Text section:

BEGIN

Retinopathy of prematurity (ROP) is a vasoproliferative disease characterized by abnormal growth of blood vessels in the developing retina of premature infants receiving excessive oxygen therapy [1]. This can lead to various complications, including abnormal vascular shunts, neovascularization, and even retinal detachment resulting in significant ocular morbidity. Understanding its pathophysiology is crucial to comprehend this complex disease in order to develop evidence based interventions.

Normally, the relative hypoxic environment in fetus stimulates the release of vascular endothelial growth factor (VEGF), promoting retinal vessel growth. When premature infants are exposed to high oxygen levels causing increased reactive oxygen species (ROS), VEGF production decreases, resulting in the cessation of vessel growth and the formation of an avascular retina. Prolonged oxygen exposure leads to vasoconstriction and vessel obliteration, leaving the peripheral retina without adequate blood supply. Over time, the avascular retina becomes ischemic, leading to late VEGF production resulting in neovascularization [1, 2]. Glucose-6-phosphate dehydrogenase (G6PD) is an enzyme that plays a crucial role in converting glucose-6-phosphate to glucose and generating reduced glutathione (GSH), an important antioxidant which directly neutralises excess ROS implicated in the pathogenesis of ROP [2, 3].

END

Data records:
BEGIN

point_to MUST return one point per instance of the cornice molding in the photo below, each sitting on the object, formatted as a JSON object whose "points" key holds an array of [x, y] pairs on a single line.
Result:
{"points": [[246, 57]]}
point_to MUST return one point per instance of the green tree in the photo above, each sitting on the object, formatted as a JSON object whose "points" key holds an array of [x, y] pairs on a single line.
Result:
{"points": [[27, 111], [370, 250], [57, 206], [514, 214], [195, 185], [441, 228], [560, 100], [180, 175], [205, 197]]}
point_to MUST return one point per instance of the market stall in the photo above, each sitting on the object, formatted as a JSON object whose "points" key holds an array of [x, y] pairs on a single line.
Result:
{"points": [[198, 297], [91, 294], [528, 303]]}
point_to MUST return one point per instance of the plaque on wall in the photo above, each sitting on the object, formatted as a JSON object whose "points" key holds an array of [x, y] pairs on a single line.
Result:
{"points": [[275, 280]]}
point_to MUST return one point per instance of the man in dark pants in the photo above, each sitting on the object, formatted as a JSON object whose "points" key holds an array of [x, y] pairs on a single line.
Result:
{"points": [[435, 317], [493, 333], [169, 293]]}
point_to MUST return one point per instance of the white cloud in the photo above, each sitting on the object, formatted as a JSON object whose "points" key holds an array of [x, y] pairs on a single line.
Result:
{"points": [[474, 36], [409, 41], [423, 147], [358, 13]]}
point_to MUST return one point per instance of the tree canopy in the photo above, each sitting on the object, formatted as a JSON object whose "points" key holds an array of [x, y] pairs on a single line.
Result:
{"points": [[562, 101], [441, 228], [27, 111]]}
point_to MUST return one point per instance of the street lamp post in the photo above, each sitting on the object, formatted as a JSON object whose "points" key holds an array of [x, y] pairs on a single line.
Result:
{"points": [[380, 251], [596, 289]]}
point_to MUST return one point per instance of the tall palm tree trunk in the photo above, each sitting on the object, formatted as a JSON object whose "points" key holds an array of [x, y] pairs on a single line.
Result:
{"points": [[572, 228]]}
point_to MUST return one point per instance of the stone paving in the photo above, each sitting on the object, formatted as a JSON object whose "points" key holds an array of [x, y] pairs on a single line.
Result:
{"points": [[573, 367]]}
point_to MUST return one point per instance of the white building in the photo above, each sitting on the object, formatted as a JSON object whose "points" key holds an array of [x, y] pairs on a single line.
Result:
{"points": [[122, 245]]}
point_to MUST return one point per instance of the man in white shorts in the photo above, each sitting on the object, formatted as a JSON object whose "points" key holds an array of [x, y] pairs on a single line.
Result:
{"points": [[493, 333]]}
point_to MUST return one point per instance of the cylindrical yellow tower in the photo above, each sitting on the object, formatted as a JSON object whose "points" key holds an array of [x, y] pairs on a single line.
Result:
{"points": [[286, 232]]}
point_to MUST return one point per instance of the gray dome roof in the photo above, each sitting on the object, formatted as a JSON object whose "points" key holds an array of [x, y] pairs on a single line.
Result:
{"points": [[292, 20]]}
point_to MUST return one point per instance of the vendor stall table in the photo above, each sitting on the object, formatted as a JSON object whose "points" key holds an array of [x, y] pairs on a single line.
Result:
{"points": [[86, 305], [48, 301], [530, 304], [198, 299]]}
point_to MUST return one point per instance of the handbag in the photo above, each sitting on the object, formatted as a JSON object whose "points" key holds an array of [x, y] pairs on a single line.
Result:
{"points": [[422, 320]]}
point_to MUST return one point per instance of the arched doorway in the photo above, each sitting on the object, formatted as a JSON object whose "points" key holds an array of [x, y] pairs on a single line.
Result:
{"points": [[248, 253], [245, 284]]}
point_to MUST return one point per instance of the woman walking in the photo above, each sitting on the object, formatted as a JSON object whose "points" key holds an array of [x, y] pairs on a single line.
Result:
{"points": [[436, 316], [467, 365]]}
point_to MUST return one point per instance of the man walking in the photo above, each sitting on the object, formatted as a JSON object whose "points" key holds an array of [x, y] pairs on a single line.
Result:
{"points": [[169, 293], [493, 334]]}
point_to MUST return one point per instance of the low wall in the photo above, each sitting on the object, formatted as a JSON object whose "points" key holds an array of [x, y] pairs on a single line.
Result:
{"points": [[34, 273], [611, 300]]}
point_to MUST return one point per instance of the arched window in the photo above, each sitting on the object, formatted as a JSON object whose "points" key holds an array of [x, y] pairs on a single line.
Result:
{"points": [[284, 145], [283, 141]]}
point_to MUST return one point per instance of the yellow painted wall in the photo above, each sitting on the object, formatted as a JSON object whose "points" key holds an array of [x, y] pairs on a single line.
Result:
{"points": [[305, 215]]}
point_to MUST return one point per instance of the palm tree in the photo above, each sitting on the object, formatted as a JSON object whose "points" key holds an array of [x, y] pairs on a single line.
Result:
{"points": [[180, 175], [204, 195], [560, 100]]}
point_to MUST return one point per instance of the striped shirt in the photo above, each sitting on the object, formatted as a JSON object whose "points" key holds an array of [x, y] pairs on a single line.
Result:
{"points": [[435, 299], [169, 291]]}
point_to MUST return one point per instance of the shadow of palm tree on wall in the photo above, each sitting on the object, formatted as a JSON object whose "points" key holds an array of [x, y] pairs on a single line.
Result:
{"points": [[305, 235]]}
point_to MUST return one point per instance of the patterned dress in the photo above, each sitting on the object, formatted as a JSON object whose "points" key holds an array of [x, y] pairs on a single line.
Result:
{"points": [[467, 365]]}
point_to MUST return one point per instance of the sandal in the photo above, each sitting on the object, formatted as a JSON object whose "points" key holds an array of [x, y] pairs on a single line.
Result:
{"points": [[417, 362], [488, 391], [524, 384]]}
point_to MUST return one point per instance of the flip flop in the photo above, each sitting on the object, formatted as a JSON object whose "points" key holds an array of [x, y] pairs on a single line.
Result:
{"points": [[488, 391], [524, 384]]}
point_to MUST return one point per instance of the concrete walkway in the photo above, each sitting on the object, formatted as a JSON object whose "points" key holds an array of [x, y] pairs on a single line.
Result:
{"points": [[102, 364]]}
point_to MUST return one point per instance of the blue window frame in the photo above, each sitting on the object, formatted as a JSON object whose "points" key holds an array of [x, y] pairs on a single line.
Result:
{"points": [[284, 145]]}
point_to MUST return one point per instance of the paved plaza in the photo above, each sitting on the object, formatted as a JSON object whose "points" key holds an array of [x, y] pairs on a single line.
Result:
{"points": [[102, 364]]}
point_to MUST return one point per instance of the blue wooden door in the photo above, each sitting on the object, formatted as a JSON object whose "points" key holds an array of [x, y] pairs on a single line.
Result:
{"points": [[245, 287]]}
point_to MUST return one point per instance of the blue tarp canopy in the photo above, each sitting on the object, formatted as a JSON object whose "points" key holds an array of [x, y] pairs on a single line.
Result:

END

Action item A:
According to the retinopathy of prematurity passage, the relative hypoxic environment in the fetus stimulates the release of which substance?
Action item B:
Condense the paragraph of the retinopathy of prematurity passage that begins "Retinopathy of prematurity (ROP) is a vasoproliferative disease" into a short bulleted list that keeps its main facts.
Action item C:
Carry on the retinopathy of prematurity passage past its last sentence.
The records have no role in any of this.

Exercise result A:
Vascular endothelial growth factor (VEGF).

Exercise result B:
- ROP is a vasoproliferative disease in which blood vessels grow abnormally in the developing retina of premature infants given excessive oxygen therapy.
- Complications can include abnormal vascular shunts, neovascularization and retinal detachment, causing significant ocular morbidity.
- Understanding its pathophysiology is crucial for developing evidence-based interventions.

Exercise result C:
In a case-control study by Paulpandian et al. published in Indian Journal of Pediatrics, the researchers aimed to explore the relationship between G6PD activity and ROP [4]. They hypothesized that lower levels of G6PD enzyme activity would increase the risk of ROP, as no previous studies had examined this association. The study found that infants with ROP had slightly higher median G6PD activity compared to those without ROP, although the difference was not statistically significant. However, there was a trend of increasing G6PD activity with more severe forms of ROP. The researchers also found that both G6PD activity and gestation independently predicted the development of ROP on multivariable analysis.

This unexpected finding of higher G6PD activity being associated with ROP, contrary to the initial hypothesis, was explained by the researchers as a significant association that is less likely to be due to chance, considering the observed dose-responsiveness among different severity levels of ROP. The study design used a case-control methodology, which allowed for a comparison of G6PD activity between infants with and without ROP while controlling for potential confounding factors.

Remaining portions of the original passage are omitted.